───── RECORDS FOR THE TASK

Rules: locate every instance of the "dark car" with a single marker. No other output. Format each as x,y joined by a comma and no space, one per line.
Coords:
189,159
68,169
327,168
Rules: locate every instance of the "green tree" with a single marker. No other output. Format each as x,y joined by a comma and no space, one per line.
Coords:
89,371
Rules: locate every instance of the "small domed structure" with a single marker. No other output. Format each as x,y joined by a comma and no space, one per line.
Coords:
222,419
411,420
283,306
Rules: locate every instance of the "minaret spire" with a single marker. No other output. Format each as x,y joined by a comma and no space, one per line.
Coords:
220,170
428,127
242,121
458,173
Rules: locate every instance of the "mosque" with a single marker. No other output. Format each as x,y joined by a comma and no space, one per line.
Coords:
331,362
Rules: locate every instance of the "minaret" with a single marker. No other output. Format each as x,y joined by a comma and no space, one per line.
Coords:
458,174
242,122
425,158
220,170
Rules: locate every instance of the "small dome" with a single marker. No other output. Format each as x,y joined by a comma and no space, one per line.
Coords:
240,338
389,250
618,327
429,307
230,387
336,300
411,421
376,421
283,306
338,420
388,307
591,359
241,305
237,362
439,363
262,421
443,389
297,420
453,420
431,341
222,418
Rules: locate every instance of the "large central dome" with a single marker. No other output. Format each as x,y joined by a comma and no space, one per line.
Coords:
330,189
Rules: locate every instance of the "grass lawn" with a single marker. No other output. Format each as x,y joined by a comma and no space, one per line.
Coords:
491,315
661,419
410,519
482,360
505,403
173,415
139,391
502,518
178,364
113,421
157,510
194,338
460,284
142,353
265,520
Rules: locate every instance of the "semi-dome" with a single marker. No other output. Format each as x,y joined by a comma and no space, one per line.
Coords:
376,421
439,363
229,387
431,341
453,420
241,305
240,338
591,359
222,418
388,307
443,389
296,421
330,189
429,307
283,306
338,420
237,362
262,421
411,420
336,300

──────────

- _ASSIGNMENT_
Retype all of the data shown above, word for word.

- _EXERCISE OUTPUT_
Rules: locate every instance of the "dark car" with a single marker. No other output. Format each as x,y joined by a comma and no space, one per line.
Coords:
189,159
68,169
327,168
Rules: locate every instance of the "green tree" with a single marker. No other output. Format each as x,y joined by a comma and no space, one per line.
Coords:
89,371
Rules: locate every instance of the "small domed structure" with a single marker. No other output. Format each as x,y joined by a comma and no space, one per line.
Coords:
222,419
411,420
283,306
Rules: locate every instance of the "minaret spire" with a single marker. No other output. Format each as x,y joined by a comma and no space, one per line.
Coords:
220,170
428,127
242,121
458,173
Rules: locate every instance of the "mosque" with a single marker. No other output. Format each as x,y joined by a comma and no space, one per line.
Coords:
331,362
Rules: locate every instance of the "minaret" with a single marker. No other output. Format each as x,y joined by a comma and no space, one per line.
Coords:
458,174
242,122
425,158
220,170
Rules: locate every instance of the "small dome" with a single marker. No other output. Format each as x,y joined by a comma and no space, one per line.
Coords:
240,338
389,250
618,327
429,307
230,387
336,300
411,421
376,421
283,306
338,420
388,307
591,359
241,305
237,362
439,363
262,421
443,389
297,420
453,420
431,341
222,418
Rules: locate every instance of the "large central dome" with a single marker. No other output. Format each as x,y joined by a comma and no space, one per line.
Coords:
330,189
Rules: locate every instance of the "grass lawn" with a single marker. No other output. Format each as x,y joined by a comma and no space, one per line.
Coords:
491,315
661,419
410,519
482,360
505,403
173,415
139,391
502,518
178,364
113,421
157,510
194,338
460,284
142,353
265,520
Rules: locate every instance of the "semi-dome" with a single marker. No other output. Format each as x,y joined by a comma and no space, one per line.
Coords:
376,421
439,363
229,387
431,341
453,420
241,305
240,338
591,359
222,418
388,307
443,389
296,421
330,189
429,307
283,306
338,420
237,362
262,421
411,420
336,300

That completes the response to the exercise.